Exactly as written, give again the line with "Our team would appreciate it if you could outline the boulder" and all subsequent lines through the end of the records.

(Saved entries)

★ ★ ★ ★ ★

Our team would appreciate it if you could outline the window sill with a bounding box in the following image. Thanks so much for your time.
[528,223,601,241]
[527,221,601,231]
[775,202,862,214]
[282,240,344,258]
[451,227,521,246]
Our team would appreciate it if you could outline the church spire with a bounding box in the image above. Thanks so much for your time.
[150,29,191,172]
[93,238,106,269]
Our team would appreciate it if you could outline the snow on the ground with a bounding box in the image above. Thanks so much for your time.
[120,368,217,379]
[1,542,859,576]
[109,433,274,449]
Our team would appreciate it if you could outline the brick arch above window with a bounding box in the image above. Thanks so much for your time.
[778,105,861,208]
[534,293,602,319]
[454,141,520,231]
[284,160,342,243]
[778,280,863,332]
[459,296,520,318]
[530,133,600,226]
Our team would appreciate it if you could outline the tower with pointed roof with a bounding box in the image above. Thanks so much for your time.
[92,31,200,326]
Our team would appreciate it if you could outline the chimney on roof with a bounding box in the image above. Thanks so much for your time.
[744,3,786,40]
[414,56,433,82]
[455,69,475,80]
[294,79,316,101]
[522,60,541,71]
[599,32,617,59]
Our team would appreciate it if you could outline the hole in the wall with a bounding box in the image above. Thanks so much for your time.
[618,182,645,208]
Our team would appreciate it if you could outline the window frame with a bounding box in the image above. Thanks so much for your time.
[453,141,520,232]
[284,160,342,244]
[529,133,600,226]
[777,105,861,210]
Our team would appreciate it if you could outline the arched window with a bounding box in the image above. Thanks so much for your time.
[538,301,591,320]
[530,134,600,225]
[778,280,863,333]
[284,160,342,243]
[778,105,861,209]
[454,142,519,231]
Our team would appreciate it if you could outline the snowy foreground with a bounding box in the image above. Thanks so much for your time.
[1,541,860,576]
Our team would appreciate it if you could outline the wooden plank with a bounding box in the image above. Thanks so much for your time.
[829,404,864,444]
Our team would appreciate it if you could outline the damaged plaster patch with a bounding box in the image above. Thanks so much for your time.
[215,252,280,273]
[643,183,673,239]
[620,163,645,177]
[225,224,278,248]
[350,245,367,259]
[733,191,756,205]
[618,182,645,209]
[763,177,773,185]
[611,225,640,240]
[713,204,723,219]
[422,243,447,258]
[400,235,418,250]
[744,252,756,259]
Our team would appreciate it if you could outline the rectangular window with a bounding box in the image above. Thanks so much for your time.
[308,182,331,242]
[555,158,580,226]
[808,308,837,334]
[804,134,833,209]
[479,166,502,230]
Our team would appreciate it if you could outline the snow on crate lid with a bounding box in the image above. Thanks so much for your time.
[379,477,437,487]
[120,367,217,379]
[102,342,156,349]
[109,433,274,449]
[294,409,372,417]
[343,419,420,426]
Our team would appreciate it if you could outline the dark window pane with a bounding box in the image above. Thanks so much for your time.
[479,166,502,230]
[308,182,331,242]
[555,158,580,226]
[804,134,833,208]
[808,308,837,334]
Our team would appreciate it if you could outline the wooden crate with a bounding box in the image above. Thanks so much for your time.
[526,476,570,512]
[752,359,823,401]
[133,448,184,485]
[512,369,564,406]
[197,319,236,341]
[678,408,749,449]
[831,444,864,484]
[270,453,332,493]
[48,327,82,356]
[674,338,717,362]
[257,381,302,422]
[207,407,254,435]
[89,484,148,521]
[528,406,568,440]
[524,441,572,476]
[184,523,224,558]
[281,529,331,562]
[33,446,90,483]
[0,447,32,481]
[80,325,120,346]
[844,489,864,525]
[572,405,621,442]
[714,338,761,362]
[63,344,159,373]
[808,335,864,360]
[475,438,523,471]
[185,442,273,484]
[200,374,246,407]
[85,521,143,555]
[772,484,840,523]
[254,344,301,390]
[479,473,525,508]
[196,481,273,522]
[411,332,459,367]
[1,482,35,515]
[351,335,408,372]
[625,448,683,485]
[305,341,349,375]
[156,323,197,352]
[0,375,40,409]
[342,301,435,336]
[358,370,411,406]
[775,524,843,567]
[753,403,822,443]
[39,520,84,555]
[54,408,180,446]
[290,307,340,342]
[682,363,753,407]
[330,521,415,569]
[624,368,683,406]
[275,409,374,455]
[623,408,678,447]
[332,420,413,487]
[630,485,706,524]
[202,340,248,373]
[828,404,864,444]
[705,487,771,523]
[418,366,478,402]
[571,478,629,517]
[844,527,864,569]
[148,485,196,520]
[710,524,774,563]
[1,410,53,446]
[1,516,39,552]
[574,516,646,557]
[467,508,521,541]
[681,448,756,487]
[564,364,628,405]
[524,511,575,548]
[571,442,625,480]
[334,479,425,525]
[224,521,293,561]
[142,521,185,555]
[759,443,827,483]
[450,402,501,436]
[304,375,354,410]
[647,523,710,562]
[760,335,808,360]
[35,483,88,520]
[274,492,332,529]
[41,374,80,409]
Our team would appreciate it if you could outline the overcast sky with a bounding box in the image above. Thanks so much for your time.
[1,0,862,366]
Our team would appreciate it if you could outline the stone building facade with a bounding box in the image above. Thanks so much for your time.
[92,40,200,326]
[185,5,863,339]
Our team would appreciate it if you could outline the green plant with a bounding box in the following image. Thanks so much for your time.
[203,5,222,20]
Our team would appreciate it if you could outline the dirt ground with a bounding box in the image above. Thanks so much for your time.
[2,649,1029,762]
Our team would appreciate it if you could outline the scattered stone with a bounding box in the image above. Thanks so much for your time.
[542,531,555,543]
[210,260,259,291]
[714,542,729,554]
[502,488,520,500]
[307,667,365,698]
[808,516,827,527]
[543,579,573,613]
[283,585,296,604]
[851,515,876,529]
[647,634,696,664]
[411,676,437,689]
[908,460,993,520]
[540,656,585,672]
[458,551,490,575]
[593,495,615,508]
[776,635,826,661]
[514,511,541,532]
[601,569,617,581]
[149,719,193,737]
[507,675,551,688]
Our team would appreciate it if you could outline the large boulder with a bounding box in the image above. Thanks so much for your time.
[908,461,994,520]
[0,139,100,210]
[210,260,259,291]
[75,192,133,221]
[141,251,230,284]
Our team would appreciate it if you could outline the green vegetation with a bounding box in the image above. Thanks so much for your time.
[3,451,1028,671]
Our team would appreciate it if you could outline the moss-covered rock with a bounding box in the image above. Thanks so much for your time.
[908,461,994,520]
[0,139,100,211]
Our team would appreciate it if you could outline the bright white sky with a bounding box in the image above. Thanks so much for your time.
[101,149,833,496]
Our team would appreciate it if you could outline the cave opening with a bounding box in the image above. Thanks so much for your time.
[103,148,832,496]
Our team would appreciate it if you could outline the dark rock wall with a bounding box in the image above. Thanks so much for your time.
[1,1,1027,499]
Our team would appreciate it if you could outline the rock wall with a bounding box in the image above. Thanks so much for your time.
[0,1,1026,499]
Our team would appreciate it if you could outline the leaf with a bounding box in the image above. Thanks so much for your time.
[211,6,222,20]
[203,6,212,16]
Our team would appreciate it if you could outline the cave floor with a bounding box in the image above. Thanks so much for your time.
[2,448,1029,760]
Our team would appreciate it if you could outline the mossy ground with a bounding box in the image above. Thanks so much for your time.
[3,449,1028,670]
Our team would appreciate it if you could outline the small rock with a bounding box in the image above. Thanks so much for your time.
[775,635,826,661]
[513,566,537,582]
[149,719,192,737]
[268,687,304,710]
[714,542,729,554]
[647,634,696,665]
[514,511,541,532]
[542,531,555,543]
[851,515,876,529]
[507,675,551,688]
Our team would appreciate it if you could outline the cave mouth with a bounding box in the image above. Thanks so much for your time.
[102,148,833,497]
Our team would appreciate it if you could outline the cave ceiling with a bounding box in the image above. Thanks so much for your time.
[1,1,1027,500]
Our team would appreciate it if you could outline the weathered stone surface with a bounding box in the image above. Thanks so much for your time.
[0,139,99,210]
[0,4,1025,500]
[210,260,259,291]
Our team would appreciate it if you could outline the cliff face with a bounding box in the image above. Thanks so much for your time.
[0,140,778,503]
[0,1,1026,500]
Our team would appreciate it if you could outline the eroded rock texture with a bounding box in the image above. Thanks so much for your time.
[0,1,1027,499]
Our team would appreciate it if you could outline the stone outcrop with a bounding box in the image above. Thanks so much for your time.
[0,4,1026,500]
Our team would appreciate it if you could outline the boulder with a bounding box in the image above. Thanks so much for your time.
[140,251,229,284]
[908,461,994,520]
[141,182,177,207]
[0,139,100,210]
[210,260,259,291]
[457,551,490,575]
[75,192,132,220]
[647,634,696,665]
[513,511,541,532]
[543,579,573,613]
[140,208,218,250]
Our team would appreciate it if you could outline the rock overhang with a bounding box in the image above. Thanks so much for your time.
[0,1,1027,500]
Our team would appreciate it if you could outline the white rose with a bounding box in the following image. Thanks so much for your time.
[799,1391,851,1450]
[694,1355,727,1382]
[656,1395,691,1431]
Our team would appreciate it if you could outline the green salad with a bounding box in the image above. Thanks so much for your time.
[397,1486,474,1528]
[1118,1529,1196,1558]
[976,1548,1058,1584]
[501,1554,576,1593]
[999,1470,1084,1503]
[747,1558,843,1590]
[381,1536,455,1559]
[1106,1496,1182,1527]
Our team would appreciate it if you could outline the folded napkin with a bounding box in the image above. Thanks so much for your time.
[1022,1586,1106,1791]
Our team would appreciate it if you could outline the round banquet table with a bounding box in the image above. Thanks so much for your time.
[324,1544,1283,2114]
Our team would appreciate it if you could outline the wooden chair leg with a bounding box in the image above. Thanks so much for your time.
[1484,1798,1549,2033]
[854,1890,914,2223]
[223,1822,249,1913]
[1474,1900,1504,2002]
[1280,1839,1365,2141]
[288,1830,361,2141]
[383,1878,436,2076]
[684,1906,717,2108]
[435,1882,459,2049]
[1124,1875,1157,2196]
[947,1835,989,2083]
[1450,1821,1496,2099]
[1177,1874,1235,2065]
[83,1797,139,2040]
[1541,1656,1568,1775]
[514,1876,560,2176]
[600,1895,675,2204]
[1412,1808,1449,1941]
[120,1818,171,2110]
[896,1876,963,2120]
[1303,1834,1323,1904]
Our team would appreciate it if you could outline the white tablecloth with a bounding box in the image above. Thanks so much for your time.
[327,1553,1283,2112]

★ ★ ★ ★ ★

> **Solution to this task**:
Our team would appreciate it if you could outline the boulder with a bounding box in the image above. Thanks so much for your time.
[140,251,229,284]
[908,461,994,520]
[141,182,177,207]
[0,139,100,210]
[210,260,259,291]
[457,551,490,575]
[75,192,132,220]
[647,634,696,665]
[513,511,541,532]
[543,579,573,613]
[140,208,218,250]
Our team would appreciate it if you could outline the rock overhang with a bounding box in the image above. Thanks so much for your time.
[0,1,1027,500]
Our team would appreciate it if you could outline the white rose with a bounding box in the following image. Thanks so much for your time.
[799,1391,851,1450]
[694,1355,727,1382]
[656,1395,691,1431]
Our team would appreciate it if you could outline the green salad with a bounding box in the image above. Thanks so much for your time.
[397,1486,474,1528]
[1118,1529,1196,1558]
[976,1548,1058,1584]
[501,1554,576,1593]
[999,1470,1084,1503]
[747,1558,843,1590]
[381,1536,455,1559]
[1106,1496,1182,1527]
Our team would appreciate it if you could outline the folded napkin with a bounding box in the image above. Thanks so much for your time.
[1022,1586,1106,1791]
Our team would appreciate it if you could outline the round banquet table with a bounding box in the image above. Thanks so much for your time.
[324,1544,1283,2114]
Our team would appreciate it if you could outline the wooden chair leg with a bounding box in the image above. Thanks so much for your time.
[1484,1798,1549,2033]
[854,1890,914,2223]
[223,1822,249,1913]
[1474,1900,1504,2002]
[1280,1839,1365,2141]
[288,1830,361,2141]
[383,1878,436,2076]
[684,1906,717,2108]
[435,1882,459,2049]
[1124,1875,1157,2196]
[947,1835,989,2083]
[1450,1821,1496,2099]
[1177,1874,1235,2065]
[83,1797,139,2040]
[1541,1656,1568,1775]
[514,1876,560,2176]
[600,1895,675,2204]
[1412,1808,1449,1941]
[120,1818,171,2110]
[896,1876,963,2120]
[1303,1834,1323,1904]
Our team would appreciate it if you could outline the white tablecloth with a bounding box in the image above. Thanks so much for your time.
[327,1553,1283,2112]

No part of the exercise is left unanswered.